Given task
In full and without alteration, give the listing again.

-- START Input for this task --

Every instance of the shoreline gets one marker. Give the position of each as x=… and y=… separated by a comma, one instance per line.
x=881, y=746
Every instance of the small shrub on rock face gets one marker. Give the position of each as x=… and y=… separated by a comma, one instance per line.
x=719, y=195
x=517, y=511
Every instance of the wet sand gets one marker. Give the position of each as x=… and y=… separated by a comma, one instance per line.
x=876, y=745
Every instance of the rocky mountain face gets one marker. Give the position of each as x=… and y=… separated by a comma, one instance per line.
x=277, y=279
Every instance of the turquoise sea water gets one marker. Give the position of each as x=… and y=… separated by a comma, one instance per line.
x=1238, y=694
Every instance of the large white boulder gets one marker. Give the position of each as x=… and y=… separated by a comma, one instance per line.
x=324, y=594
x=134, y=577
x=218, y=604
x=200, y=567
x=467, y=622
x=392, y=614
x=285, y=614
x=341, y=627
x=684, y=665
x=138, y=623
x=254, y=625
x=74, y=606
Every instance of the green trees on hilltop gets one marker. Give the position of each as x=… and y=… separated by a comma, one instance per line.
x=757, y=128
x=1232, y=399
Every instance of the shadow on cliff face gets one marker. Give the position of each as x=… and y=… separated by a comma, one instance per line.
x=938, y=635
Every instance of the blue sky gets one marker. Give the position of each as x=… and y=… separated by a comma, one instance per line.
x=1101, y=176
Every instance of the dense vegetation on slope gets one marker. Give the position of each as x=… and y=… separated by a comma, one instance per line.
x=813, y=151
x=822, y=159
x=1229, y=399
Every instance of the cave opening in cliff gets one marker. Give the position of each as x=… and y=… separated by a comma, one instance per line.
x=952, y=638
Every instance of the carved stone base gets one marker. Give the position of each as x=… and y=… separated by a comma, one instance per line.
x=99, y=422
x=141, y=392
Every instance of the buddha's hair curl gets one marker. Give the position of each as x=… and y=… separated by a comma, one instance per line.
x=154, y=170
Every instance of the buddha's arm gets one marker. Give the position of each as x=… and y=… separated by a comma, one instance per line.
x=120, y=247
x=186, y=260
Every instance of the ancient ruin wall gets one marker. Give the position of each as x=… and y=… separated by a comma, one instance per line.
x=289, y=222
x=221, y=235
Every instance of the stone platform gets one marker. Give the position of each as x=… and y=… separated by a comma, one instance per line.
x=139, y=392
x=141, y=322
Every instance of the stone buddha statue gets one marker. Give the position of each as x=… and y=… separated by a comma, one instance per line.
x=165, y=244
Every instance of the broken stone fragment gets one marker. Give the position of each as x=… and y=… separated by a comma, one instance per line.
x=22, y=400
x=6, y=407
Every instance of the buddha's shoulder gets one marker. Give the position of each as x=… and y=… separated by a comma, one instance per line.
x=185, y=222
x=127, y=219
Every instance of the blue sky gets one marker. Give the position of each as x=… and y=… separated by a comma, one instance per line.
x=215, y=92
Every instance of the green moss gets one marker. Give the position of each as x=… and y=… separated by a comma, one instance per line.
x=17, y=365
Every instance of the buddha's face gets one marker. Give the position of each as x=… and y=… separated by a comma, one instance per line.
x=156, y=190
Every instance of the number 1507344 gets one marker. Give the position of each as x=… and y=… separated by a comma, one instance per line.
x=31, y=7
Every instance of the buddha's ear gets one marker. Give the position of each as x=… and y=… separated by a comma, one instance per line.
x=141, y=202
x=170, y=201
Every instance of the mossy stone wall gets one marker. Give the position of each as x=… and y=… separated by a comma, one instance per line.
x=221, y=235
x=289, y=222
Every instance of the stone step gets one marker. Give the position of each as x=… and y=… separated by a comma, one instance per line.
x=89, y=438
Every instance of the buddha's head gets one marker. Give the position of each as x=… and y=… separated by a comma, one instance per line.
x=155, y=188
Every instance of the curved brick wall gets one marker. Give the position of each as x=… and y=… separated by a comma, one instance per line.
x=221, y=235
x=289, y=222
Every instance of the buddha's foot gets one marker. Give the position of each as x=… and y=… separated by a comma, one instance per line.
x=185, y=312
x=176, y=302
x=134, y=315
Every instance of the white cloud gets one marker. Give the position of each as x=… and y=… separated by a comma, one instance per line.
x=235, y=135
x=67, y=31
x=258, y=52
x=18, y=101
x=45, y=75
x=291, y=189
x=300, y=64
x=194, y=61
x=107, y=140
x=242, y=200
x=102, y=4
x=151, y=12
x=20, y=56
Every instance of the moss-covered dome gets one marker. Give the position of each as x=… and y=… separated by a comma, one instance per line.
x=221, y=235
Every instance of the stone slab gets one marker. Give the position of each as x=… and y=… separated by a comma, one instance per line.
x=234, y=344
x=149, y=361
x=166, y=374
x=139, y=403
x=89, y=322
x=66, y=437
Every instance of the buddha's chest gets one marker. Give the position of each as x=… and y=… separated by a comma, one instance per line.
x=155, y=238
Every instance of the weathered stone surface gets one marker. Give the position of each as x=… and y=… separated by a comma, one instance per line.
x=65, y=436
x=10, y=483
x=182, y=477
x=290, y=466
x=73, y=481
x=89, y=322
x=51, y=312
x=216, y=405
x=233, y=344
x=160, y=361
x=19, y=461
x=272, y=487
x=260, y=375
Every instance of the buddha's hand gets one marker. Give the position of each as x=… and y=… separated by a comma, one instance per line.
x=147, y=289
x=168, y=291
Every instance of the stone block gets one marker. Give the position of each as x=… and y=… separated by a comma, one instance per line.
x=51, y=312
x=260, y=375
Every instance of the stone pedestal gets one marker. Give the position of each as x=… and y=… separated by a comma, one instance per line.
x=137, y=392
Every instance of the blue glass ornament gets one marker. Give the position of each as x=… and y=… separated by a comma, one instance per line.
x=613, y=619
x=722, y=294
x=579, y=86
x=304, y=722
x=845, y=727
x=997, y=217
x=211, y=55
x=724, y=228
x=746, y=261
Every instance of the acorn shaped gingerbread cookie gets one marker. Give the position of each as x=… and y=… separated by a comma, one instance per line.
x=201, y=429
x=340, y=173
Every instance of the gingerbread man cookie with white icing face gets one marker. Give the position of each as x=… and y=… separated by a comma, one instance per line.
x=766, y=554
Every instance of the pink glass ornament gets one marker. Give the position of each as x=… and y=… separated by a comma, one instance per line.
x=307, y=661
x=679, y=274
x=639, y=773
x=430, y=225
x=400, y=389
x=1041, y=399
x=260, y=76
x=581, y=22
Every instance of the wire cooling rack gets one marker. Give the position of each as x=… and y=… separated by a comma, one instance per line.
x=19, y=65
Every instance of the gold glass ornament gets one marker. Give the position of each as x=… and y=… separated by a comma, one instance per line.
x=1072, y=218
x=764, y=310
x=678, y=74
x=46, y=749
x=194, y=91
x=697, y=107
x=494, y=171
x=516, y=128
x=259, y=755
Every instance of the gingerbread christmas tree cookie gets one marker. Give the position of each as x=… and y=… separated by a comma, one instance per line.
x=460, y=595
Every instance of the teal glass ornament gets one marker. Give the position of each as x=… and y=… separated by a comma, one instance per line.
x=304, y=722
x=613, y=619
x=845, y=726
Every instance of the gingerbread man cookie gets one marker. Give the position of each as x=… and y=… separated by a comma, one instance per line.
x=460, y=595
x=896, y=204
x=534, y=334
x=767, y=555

-- END Input for this task --

Task solution
Every instance of the shoreline gets one marker. Give the position of each as x=… and y=… separated by a comma, one instance per line.
x=881, y=746
Every instance of the small shrub on rock face gets one marker. Give the position of each as x=… and y=… separated by a comma, one instance per line.
x=719, y=195
x=517, y=511
Every instance of the wet sand gets one marker. Give the position of each as x=… and y=… separated by a comma, one instance per line.
x=876, y=745
Every instance of the rocky mountain face gets one marker. Give the position of each as x=… and y=… separated by a comma, one instance per line.
x=277, y=279
Every instance of the turquoise sea water gets one marker. Give the position of each as x=… and y=… separated by a comma, one instance per line.
x=1238, y=694
Every instance of the large white boulder gets one marker. Give the position of each as x=… and y=… separated by a comma, one instance per line.
x=324, y=594
x=134, y=577
x=218, y=604
x=200, y=567
x=467, y=622
x=392, y=614
x=285, y=614
x=341, y=627
x=684, y=665
x=138, y=623
x=254, y=625
x=74, y=606
Every instance of the green trees on hilltop gets one marker. Give the position of each as x=… and y=… separated by a comma, one instance per line.
x=757, y=128
x=1232, y=399
Every instance of the shadow on cliff face gets one marker. Give the position of each as x=… and y=… separated by a comma, one instance per line.
x=938, y=635
Every instance of the blue sky gets one marker. Give the position of each as x=… and y=… separated by a comma, one instance per line.
x=1101, y=176
Every instance of the dense vegetation on slope gets one marker. Give the position of each as x=… and y=… separated by a comma, one instance per line.
x=813, y=151
x=822, y=159
x=1229, y=399
Every instance of the cave opening in cliff gets one marker. Give the position of each as x=… and y=… separated by a comma, one instance per line.
x=952, y=638
Every instance of the carved stone base gets one marker. Give the position of each as x=… and y=… separated by a comma, one instance per line.
x=99, y=422
x=141, y=392
Every instance of the buddha's hair curl gets one marker. Give the position of each as x=… and y=… separated by a comma, one instance per line.
x=154, y=170
Every instance of the buddha's arm gets one marker. Give the position of each as x=… and y=… separated by a comma, one instance per line.
x=120, y=247
x=186, y=260
Every instance of the ancient ruin wall gets one marker. Give the position of each as x=… and y=… separated by a comma, one instance per line.
x=289, y=222
x=221, y=235
Every instance of the stone platform gets one marker. Give the position of each as x=… and y=… separated by a comma, one instance per line.
x=139, y=392
x=141, y=322
Every instance of the stone buddha statue gets one marker. Give the position of each as x=… and y=… separated by a comma, one instance per line.
x=165, y=244
Every instance of the broken stone fragment gets one marker. Give the position of each as x=… and y=… separated by a comma, one instance per line.
x=22, y=400
x=6, y=407
Every instance of the buddha's shoulder gets one marker. Give the position of each as x=… and y=… separated by a comma, one instance per line.
x=185, y=222
x=127, y=219
Every instance of the blue sky gets one marker. Give the position of each as x=… and y=… separated by a comma, one instance per line.
x=215, y=92
Every instance of the green moss gets one marker. Give the position of each as x=… and y=… separated by a comma, one instance per line.
x=17, y=365
Every instance of the buddha's face gets one marker. Give the position of each as x=… and y=… separated by a comma, one instance per line.
x=156, y=190
Every instance of the number 1507344 gets one marker. Give the position of each as x=… and y=… separated by a comma, one instance per line.
x=31, y=7
Every instance of the buddha's ear gets one marker. Give the position of each as x=… and y=… separated by a comma, one instance per line.
x=141, y=202
x=170, y=201
Every instance of the mossy stone wall gets one marker. Give the position of each as x=… and y=… separated by a comma, one instance per line.
x=221, y=235
x=289, y=222
Every instance of the stone step gets one marker. Give the position of each as x=… and y=… separated by a comma, one instance per line.
x=89, y=438
Every instance of the buddha's head gets one marker. Give the position of each as x=… and y=… separated by a comma, one instance per line.
x=155, y=188
Every instance of the curved brick wall gets one marker. Give the position of each as x=… and y=… separated by a comma, one instance per line.
x=221, y=235
x=289, y=222
Every instance of the buddha's foot gets one marker. Give the position of each as x=… and y=… separated by a comma, one instance per line.
x=185, y=312
x=176, y=302
x=134, y=315
Every instance of the white cloud gets one marker. Give the position of each as x=… and y=… separated by a comma, one instance per line.
x=235, y=135
x=67, y=31
x=258, y=52
x=18, y=101
x=45, y=75
x=291, y=189
x=300, y=64
x=194, y=61
x=107, y=140
x=242, y=200
x=102, y=4
x=151, y=12
x=20, y=56
Every instance of the moss-covered dome gets one marker. Give the position of each as x=… and y=… separated by a comma, one instance per line.
x=221, y=235
Every instance of the stone slab gets one marker. Give the position of each as x=… and y=… separated by a comma, one instance per line.
x=234, y=344
x=149, y=361
x=166, y=374
x=139, y=403
x=89, y=322
x=66, y=437
Every instance of the buddha's chest gets one marker. Give the position of each as x=… and y=… separated by a comma, one instance per line.
x=155, y=238
Every instance of the weathered stone surface gets one marker. Give the position of each as x=… and y=… separated by a comma, one instance per line.
x=65, y=436
x=10, y=483
x=182, y=477
x=290, y=466
x=73, y=481
x=89, y=322
x=51, y=312
x=216, y=405
x=233, y=344
x=160, y=361
x=19, y=461
x=272, y=487
x=260, y=375
Every instance of the buddha's hand gets one marker. Give the position of each as x=… and y=… separated by a comma, one instance per line.
x=147, y=289
x=168, y=291
Every instance of the stone block gets one marker. Give the position of each as x=… and y=… separated by a comma, one instance per line.
x=51, y=312
x=260, y=375
Every instance of the stone pedestal gets one marker. Give the position of each as x=… and y=… separated by a comma, one instance per line.
x=137, y=392
Every instance of the blue glass ornament gets one marker. Give the position of each as x=… and y=… separated by a comma, one instance per line.
x=613, y=619
x=722, y=294
x=579, y=86
x=304, y=722
x=845, y=727
x=997, y=217
x=211, y=55
x=724, y=228
x=746, y=261
Every instance of the acorn shaped gingerbread cookie gets one marker. Give the position of each as x=… and y=… separated by a comma, one instance per line.
x=201, y=429
x=340, y=173
Every instance of the gingerbread man cookie with white icing face gets one marker. Give the position of each as x=… and y=… separated by a comma, one instance per line.
x=766, y=554
Every instance of the pink glass ornament gets one marker. Give the position of each as x=… and y=… separated by a comma, one instance per line.
x=307, y=661
x=679, y=274
x=639, y=773
x=430, y=225
x=400, y=389
x=1041, y=399
x=260, y=76
x=581, y=22
Every instance of the wire cooling rack gets one marker. Give the position of each as x=… and y=… separated by a comma, one instance per line.
x=19, y=65
Every instance of the gold glass ornament gets one marker. Give the position of each as x=… and y=… separated by a comma, one instance per line.
x=1072, y=218
x=764, y=310
x=678, y=74
x=46, y=749
x=194, y=91
x=697, y=107
x=494, y=171
x=516, y=128
x=259, y=755
Every instance of the gingerbread christmas tree cookie gets one marker. Give the position of each as x=… and y=… separated by a comma, one instance per line.
x=460, y=595
Every instance of the teal glass ornament gets one marker. Give the position of each as x=… and y=… separated by a comma, one instance per line.
x=304, y=722
x=613, y=619
x=845, y=726
Every instance of the gingerbread man cookie gets one marker. Give the position of each as x=… and y=… separated by a comma, one instance per line.
x=460, y=595
x=896, y=204
x=534, y=334
x=767, y=555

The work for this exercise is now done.